EXERCISE DETAILS - Reproduce verbatim the final portion of the material below, from the line containing "Point out curving" through its last line, and nothing else.

DATA FOR THIS EXERCISE -
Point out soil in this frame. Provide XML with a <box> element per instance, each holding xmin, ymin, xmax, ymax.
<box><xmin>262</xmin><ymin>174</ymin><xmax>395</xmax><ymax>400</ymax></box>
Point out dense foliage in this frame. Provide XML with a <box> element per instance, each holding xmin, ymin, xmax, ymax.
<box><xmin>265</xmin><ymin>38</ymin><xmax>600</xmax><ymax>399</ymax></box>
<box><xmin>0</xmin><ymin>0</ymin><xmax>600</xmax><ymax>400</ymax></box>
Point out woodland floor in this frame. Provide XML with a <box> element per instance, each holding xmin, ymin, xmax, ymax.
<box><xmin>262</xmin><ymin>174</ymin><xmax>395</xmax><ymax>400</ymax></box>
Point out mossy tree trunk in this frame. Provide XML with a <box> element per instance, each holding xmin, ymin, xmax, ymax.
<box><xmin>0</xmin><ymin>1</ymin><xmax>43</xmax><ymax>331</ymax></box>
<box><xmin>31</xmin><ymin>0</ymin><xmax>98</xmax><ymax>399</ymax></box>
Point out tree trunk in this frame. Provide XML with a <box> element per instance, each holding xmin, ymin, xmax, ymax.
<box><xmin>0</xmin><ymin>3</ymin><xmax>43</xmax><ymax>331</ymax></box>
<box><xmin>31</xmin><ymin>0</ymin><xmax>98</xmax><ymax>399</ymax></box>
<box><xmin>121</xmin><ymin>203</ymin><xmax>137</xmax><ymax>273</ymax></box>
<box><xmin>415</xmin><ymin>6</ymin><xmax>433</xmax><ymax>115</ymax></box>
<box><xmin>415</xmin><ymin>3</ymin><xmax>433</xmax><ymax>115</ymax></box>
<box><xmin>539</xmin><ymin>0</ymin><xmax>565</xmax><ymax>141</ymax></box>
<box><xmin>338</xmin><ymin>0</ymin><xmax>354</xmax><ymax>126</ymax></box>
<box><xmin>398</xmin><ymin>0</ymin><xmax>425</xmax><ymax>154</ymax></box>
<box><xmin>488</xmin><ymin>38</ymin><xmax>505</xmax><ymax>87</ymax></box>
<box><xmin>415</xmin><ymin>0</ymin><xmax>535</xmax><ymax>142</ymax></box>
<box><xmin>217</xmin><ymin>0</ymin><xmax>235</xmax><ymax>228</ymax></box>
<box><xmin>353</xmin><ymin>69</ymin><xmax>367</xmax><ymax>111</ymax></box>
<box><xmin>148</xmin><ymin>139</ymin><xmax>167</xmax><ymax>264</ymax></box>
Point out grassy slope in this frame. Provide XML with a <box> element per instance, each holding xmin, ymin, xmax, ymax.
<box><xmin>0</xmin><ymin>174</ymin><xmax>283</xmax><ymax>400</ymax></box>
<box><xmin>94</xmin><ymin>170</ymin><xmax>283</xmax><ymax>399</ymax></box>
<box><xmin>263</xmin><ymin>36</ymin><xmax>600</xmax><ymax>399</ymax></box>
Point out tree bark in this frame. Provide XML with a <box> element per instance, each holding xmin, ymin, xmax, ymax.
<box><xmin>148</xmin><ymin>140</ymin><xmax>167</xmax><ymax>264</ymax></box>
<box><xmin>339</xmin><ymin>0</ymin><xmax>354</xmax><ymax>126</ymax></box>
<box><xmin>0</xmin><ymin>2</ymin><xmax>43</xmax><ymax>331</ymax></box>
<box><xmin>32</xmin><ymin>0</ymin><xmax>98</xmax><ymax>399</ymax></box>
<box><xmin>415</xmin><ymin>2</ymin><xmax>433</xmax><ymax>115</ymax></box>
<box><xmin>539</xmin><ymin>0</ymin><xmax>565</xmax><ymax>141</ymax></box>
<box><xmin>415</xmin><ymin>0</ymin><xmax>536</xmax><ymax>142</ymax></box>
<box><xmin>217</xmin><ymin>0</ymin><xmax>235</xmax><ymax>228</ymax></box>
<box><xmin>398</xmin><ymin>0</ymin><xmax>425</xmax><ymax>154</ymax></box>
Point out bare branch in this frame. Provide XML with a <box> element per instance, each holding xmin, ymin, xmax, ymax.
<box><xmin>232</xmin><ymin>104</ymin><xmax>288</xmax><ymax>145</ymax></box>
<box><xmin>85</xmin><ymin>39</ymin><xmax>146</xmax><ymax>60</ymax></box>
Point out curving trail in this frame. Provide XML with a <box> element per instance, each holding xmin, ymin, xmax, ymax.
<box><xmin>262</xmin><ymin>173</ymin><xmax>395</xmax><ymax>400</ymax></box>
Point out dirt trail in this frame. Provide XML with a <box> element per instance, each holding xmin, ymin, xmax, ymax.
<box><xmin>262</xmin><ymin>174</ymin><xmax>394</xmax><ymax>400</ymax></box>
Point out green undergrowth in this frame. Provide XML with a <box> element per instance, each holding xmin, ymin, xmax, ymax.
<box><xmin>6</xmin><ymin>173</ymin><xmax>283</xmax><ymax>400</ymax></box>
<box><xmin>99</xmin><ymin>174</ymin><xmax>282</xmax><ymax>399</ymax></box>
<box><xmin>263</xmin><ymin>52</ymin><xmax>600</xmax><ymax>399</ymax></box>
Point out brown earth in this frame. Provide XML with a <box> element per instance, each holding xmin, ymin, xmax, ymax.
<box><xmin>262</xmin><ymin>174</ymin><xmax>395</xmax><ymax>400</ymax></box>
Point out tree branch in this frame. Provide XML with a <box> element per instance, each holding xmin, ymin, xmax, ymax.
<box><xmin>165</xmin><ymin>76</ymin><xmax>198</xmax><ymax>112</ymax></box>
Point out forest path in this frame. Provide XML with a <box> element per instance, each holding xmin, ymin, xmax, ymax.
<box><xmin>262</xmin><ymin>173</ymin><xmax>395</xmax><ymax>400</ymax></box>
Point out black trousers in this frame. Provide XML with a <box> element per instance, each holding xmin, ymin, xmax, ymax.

COMPLETE OUTPUT -
Point out curving trail in this frame. Provide XML with a <box> element per instance, each holding xmin, ymin, xmax, ymax.
<box><xmin>262</xmin><ymin>173</ymin><xmax>395</xmax><ymax>400</ymax></box>
Point out dirt trail in this frame. Provide XML with a <box> element per instance, each holding xmin, ymin, xmax, ymax.
<box><xmin>262</xmin><ymin>174</ymin><xmax>394</xmax><ymax>400</ymax></box>
Point out green undergrowth in this frame. Provide XML with a <box> element per instance, each holding xmin, ymin, xmax, ymax.
<box><xmin>6</xmin><ymin>173</ymin><xmax>283</xmax><ymax>400</ymax></box>
<box><xmin>99</xmin><ymin>174</ymin><xmax>282</xmax><ymax>399</ymax></box>
<box><xmin>263</xmin><ymin>52</ymin><xmax>600</xmax><ymax>399</ymax></box>
Point out brown earth in this frame. Provide XML with a <box> element per instance, each holding xmin, ymin, xmax, ymax.
<box><xmin>262</xmin><ymin>174</ymin><xmax>395</xmax><ymax>400</ymax></box>
Point out tree branch in this frame. Provide XML with a <box> element per instance, each holding xmin, ymin, xmax, ymax.
<box><xmin>165</xmin><ymin>76</ymin><xmax>198</xmax><ymax>112</ymax></box>
Point out forest path in this frame. Provide XML with a <box> element per instance, each holding xmin, ymin, xmax, ymax.
<box><xmin>262</xmin><ymin>173</ymin><xmax>395</xmax><ymax>400</ymax></box>
Point out black trousers in this frame. Provide XML with a <box> element per instance, each holding xmin, ymin, xmax, ymax.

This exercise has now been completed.